SOURCE.

=-=-=

There just seems to be something special about wine with bubbles in it. Be it at a wedding or on New Year's Eve - opening a bottle of sparkling wine marks a special occasion. Those effervescent bubbles seem to have a way of bringing out smiles, and its reputation of making one "giddy" far quicker than expected is well known (and memories of following day headaches solidify the tender remembrances).
Perhaps we should begin by defining a few things. First off, a bottle of sparkling wine can technically only be called "champagne" if it is grown and produced in the Champagne region of France, similar to brandy from Cognac or port from Portugal. Therefore, when discussing "the bubbly", we should stick with referring to it as sparkling wine on a generalized basis (this is also a public safety announcement as French regulatory agents take this matter extremely serious). Secondly, a sparkling wine is defined as a wine with significant levels of carbon dioxide within it, which provides the bubbles.

=-=-=

ENTRIES SUPPLIED.
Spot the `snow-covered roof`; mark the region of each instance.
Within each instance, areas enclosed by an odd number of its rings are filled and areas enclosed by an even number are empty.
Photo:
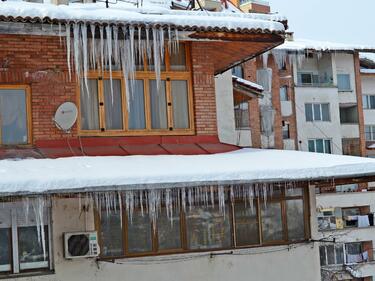
[[[284,44],[276,47],[276,50],[286,50],[292,52],[299,52],[304,50],[315,50],[321,52],[329,51],[362,51],[375,52],[375,46],[366,45],[351,45],[326,41],[314,41],[307,39],[294,39],[293,41],[285,41]]]
[[[235,75],[232,75],[232,79],[233,79],[233,81],[235,81],[235,82],[237,82],[237,83],[239,83],[241,85],[244,85],[246,87],[249,87],[251,89],[254,89],[254,90],[258,91],[258,92],[263,92],[264,91],[263,86],[261,86],[261,85],[259,85],[257,83],[254,83],[254,82],[251,82],[249,80],[237,77]]]
[[[0,193],[61,193],[375,175],[375,160],[286,150],[0,161]]]
[[[150,1],[150,0],[149,0]],[[286,19],[279,15],[234,12],[172,10],[170,2],[156,5],[147,0],[137,8],[117,2],[107,9],[105,3],[53,5],[46,3],[0,2],[0,20],[21,22],[87,22],[125,25],[174,26],[181,30],[283,33]]]

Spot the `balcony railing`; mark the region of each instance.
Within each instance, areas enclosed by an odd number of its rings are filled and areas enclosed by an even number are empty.
[[[327,74],[298,73],[298,85],[308,87],[333,87],[333,77]]]

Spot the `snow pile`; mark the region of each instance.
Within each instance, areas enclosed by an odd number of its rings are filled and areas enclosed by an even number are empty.
[[[232,79],[235,80],[235,81],[237,81],[238,83],[246,85],[246,86],[248,86],[250,88],[254,88],[254,89],[258,90],[258,91],[264,91],[263,86],[261,86],[259,84],[256,84],[254,82],[251,82],[249,80],[242,79],[242,78],[237,77],[235,75],[232,75]]]
[[[325,41],[314,41],[307,39],[297,39],[293,41],[285,41],[284,44],[276,47],[277,50],[287,51],[304,51],[304,50],[315,50],[315,51],[363,51],[363,52],[375,52],[375,46],[365,45],[350,45],[334,42]]]
[[[375,160],[258,149],[194,156],[2,160],[0,192],[160,189],[171,186],[287,182],[364,175],[375,175]]]
[[[106,9],[104,3],[52,5],[27,2],[0,2],[0,16],[60,22],[111,22],[122,24],[175,25],[179,27],[223,28],[226,30],[262,30],[284,32],[277,15],[251,15],[232,12],[180,11],[167,5],[145,1],[137,8],[131,3],[117,3]]]

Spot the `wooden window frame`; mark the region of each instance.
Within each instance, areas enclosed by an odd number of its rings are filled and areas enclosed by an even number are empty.
[[[262,238],[262,221],[261,221],[261,208],[263,208],[263,202],[261,198],[254,198],[257,202],[254,208],[257,208],[257,224],[258,224],[258,231],[259,231],[259,243],[252,244],[252,245],[244,245],[238,246],[236,243],[236,221],[235,221],[235,213],[234,207],[236,202],[243,202],[241,200],[233,200],[233,202],[229,199],[229,190],[226,190],[228,195],[228,199],[226,204],[228,206],[229,211],[229,219],[230,219],[230,235],[231,235],[231,246],[229,248],[207,248],[207,249],[189,249],[187,243],[187,223],[186,223],[186,215],[182,206],[180,206],[180,241],[181,247],[178,249],[169,249],[169,250],[158,250],[158,236],[157,236],[157,228],[153,231],[153,223],[150,222],[150,227],[152,230],[152,251],[151,252],[144,252],[144,253],[129,253],[128,252],[128,242],[127,242],[127,233],[128,233],[128,215],[126,213],[126,208],[123,206],[122,209],[122,239],[123,239],[123,255],[122,256],[101,256],[100,259],[103,260],[113,260],[117,258],[132,258],[132,257],[144,257],[144,256],[160,256],[160,255],[167,255],[167,254],[184,254],[184,253],[201,253],[201,252],[214,252],[214,251],[223,251],[223,250],[234,250],[234,249],[246,249],[246,248],[258,248],[258,247],[265,247],[265,246],[278,246],[278,245],[289,245],[289,244],[296,244],[296,243],[304,243],[306,242],[311,236],[310,230],[310,200],[309,200],[309,192],[308,186],[306,184],[301,184],[298,188],[302,189],[302,194],[298,196],[286,196],[285,188],[282,188],[282,192],[280,197],[278,198],[268,198],[267,202],[279,202],[281,204],[281,217],[282,217],[282,226],[283,226],[283,239],[278,241],[272,242],[263,242]],[[289,241],[288,240],[288,225],[287,225],[287,213],[286,213],[286,202],[288,200],[302,200],[303,202],[303,217],[304,217],[304,233],[305,237],[302,240],[295,240]],[[146,214],[147,215],[147,214]],[[95,229],[98,232],[99,236],[99,243],[101,247],[103,246],[103,241],[101,238],[101,215],[99,211],[95,209]]]
[[[10,144],[5,145],[1,143],[1,124],[0,124],[0,147],[2,146],[9,146],[9,147],[29,147],[33,144],[33,137],[32,137],[32,114],[31,114],[31,87],[25,84],[0,84],[0,91],[1,90],[24,90],[25,91],[25,102],[26,102],[26,126],[27,126],[27,143],[25,144]]]
[[[134,79],[143,80],[144,87],[144,109],[145,109],[145,129],[129,129],[128,123],[128,111],[126,102],[126,85],[123,73],[121,71],[112,71],[113,80],[121,80],[121,98],[122,98],[122,118],[123,118],[123,129],[122,130],[106,130],[105,128],[105,106],[98,108],[99,112],[99,130],[82,130],[81,129],[81,100],[80,91],[82,79],[79,80],[76,87],[76,97],[78,104],[78,134],[81,136],[142,136],[142,135],[194,135],[195,134],[195,116],[194,116],[194,94],[193,94],[193,83],[192,83],[192,63],[190,54],[190,44],[181,43],[185,46],[185,58],[186,58],[186,69],[182,71],[172,71],[170,65],[170,54],[169,48],[165,47],[165,70],[161,71],[160,79],[166,82],[166,113],[167,113],[167,128],[166,129],[152,129],[151,128],[151,101],[149,98],[149,82],[150,80],[156,80],[155,71],[149,69],[148,59],[144,55],[143,70],[136,70]],[[98,103],[104,103],[104,91],[103,91],[103,80],[109,80],[111,75],[109,71],[89,71],[87,73],[88,79],[97,79],[98,81]],[[174,129],[173,128],[173,103],[172,103],[172,81],[183,80],[187,82],[187,95],[188,95],[188,124],[189,128],[186,129]],[[104,131],[101,131],[104,128]]]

=-=-=

GOAL. According to the sparkling wine text, what gives sparkling wine its bubbles? This data has nothing to do with the sparkling wine text.

RESULT OF THE EXERCISE. Significant levels of carbon dioxide in the wine.